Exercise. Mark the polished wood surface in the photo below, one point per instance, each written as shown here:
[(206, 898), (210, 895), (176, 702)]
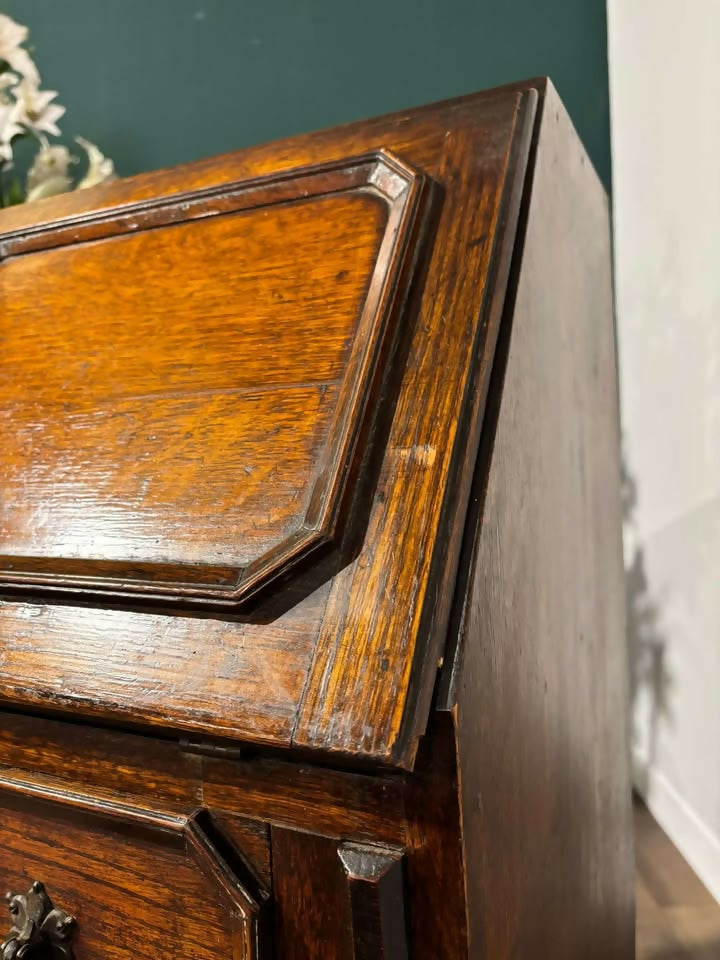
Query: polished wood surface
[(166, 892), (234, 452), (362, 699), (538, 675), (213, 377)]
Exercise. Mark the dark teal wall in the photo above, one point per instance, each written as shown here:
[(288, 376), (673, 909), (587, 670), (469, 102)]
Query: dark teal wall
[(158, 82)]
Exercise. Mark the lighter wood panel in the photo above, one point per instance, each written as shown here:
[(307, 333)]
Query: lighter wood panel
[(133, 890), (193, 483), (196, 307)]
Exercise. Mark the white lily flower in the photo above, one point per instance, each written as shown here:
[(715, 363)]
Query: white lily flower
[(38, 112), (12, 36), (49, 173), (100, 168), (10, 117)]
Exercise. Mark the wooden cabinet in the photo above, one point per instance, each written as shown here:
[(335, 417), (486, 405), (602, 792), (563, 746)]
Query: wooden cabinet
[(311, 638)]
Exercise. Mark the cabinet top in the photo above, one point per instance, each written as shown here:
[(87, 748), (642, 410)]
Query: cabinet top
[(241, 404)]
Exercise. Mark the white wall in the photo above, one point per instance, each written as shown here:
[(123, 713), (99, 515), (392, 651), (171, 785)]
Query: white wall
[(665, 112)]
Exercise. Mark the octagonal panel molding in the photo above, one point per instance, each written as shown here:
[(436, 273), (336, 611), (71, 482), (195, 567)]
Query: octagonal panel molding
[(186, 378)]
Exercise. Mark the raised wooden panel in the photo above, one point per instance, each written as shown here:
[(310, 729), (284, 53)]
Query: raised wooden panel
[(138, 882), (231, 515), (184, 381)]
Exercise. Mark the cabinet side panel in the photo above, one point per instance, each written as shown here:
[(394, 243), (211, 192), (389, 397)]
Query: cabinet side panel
###
WHAT NEEDS TO BE DONE
Arrange every one of the lines above as a numbered list, omitting any blank lines and excluding the pictures from your output.

ANSWER IN FULL
1. Exercise. Mark the polished wood surface in the photo below, one point per instance, each written as shown here:
2. [(206, 898), (210, 895), (176, 702)]
3. Query: polished wood surface
4. [(166, 892), (234, 452), (362, 699), (538, 675), (213, 377)]
5. Exercise. Mark the dark teal wall in the photo above, one point per instance, each written as shown here:
6. [(288, 376), (673, 909), (587, 670), (469, 102)]
7. Query: dark teal wall
8. [(158, 82)]
9. Exercise. Mark the lighter wood panel in the photo above, one point per instance, each written as shown here:
10. [(307, 333)]
11. Query: lighter wood panel
12. [(133, 890), (193, 483), (196, 307)]
13. Exercise. Mark the white lily flower in the photo above, one point per instance, each written as shown here:
14. [(715, 363)]
15. Query: white lily flower
16. [(38, 112), (12, 36), (49, 173), (100, 168), (10, 117)]
17. Exercise. Mark the wooden cabinet in the photo above, one point per instance, each written as shown here:
18. [(335, 417), (486, 405), (602, 792), (563, 746)]
19. Query: wooden cabinet
20. [(311, 638)]
21. Exercise. Mark the cabinet top in the photo above, one point per instance, each written as shown here:
22. [(87, 748), (642, 410)]
23. Query: cabinet top
24. [(241, 404)]
25. Exercise. Mark the white wall in the photo above, one point per instance, each written as shown here:
26. [(123, 713), (99, 515), (392, 651), (171, 785)]
27. Query: white wall
28. [(665, 112)]
29. Exercise. Mark the octagonal panel molding in the photo above, one point per instance, each written as shown here:
30. [(436, 273), (336, 611), (71, 482), (195, 567)]
31. Query: octagonal panel molding
32. [(186, 378)]
33. Exercise. Mark the raised wooden panel in the photo above, one point per instance, each written as shown here:
34. [(310, 729), (284, 53)]
35. Query: raised wooden panel
36. [(138, 882), (231, 515), (184, 381)]
37. Exercise. Mark the cabinet side panel in the photo above, one point per instance, each written as shown here:
38. [(394, 243), (211, 192), (389, 397)]
39. Query: cabinet side panel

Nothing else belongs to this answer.